*Goal:* Rewrite the listing below with every "Target" replaced by "Item", keeping everything else the same.

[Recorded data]

= = =

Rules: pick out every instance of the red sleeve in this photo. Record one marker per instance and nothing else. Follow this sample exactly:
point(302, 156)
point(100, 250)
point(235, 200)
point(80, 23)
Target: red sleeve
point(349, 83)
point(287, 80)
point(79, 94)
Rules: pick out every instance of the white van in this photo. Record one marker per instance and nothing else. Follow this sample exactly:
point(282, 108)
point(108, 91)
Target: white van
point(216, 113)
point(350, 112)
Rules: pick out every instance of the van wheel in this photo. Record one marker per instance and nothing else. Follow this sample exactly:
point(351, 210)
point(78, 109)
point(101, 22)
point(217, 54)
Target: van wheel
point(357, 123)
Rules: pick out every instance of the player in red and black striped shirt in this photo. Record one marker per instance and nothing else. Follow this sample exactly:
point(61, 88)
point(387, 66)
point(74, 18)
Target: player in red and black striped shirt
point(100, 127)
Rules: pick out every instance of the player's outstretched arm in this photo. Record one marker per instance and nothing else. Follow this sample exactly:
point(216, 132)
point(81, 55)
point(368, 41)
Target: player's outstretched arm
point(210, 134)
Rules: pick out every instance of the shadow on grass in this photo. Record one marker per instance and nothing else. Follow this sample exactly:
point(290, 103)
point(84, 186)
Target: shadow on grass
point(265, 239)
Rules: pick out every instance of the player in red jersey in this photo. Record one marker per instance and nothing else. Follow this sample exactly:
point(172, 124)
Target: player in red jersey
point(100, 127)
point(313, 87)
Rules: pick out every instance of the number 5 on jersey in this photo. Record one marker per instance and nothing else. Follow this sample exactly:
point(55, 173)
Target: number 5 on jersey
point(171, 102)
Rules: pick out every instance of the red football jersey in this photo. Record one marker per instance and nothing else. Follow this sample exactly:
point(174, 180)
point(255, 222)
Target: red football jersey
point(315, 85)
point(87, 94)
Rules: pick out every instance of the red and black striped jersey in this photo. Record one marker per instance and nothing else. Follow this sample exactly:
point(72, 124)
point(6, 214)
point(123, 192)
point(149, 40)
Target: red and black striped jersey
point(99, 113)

= = =

*The completed task:*
Rules: pick out every instance of the red sleeve in this photo. Record one marker per instance and nothing else. Follow this sample exactly:
point(302, 156)
point(100, 250)
point(235, 200)
point(80, 23)
Item: red sleeve
point(349, 83)
point(287, 80)
point(79, 94)
Rules: pick out every instance of the white van in this photo. Record one marker per instance and nothing else. Follow this sample exactly:
point(282, 108)
point(108, 91)
Item: white van
point(216, 113)
point(350, 112)
Rules: pick out every instance of the van wheel in this photo. Record one marker per instance and nothing else. Follow this sample exactly:
point(351, 210)
point(78, 109)
point(101, 22)
point(217, 54)
Item: van wheel
point(357, 123)
Rules: pick out every instance of the player in red and black striped shirt in this photo. Record one marker per instance and nothing else. Follow this sample exactly:
point(61, 88)
point(387, 66)
point(74, 18)
Item: player in red and black striped shirt
point(100, 127)
Rules: pick out every instance of the player's outstretched arm in this photo. Record one marker per instance and nothing else. Follow this sample exactly:
point(216, 132)
point(81, 55)
point(368, 41)
Item: player's outstretched arm
point(210, 134)
Rules: pick out every instance of the shadow on grass in this photo. Record one marker per instance and nothing else. Follow this sample exactly:
point(290, 103)
point(84, 186)
Item: shadow on grass
point(265, 239)
Rules: pick out every instance of the player in red jersey in this photo. Record one marker per instance and nothing else. Follow this sample exactly:
point(172, 124)
Item: player in red jersey
point(100, 127)
point(313, 87)
Rules: pick out every instance of the number 5 on jersey in this photo. Record one marker per instance and nothing else. Follow this sample exactly:
point(55, 173)
Item: number 5 on jersey
point(171, 102)
Rules: pick out every instance of the red football jersey in this photo. Record one marker per instance and nothing else. Follow this sample exactly:
point(174, 180)
point(255, 222)
Item: red football jersey
point(315, 85)
point(87, 94)
Rules: pick out every instance of the red and black striped jersey in this photo. Record one marker per instance and nothing else. Follow this sample exactly:
point(72, 124)
point(6, 214)
point(123, 192)
point(149, 40)
Item: red and black striped jersey
point(99, 113)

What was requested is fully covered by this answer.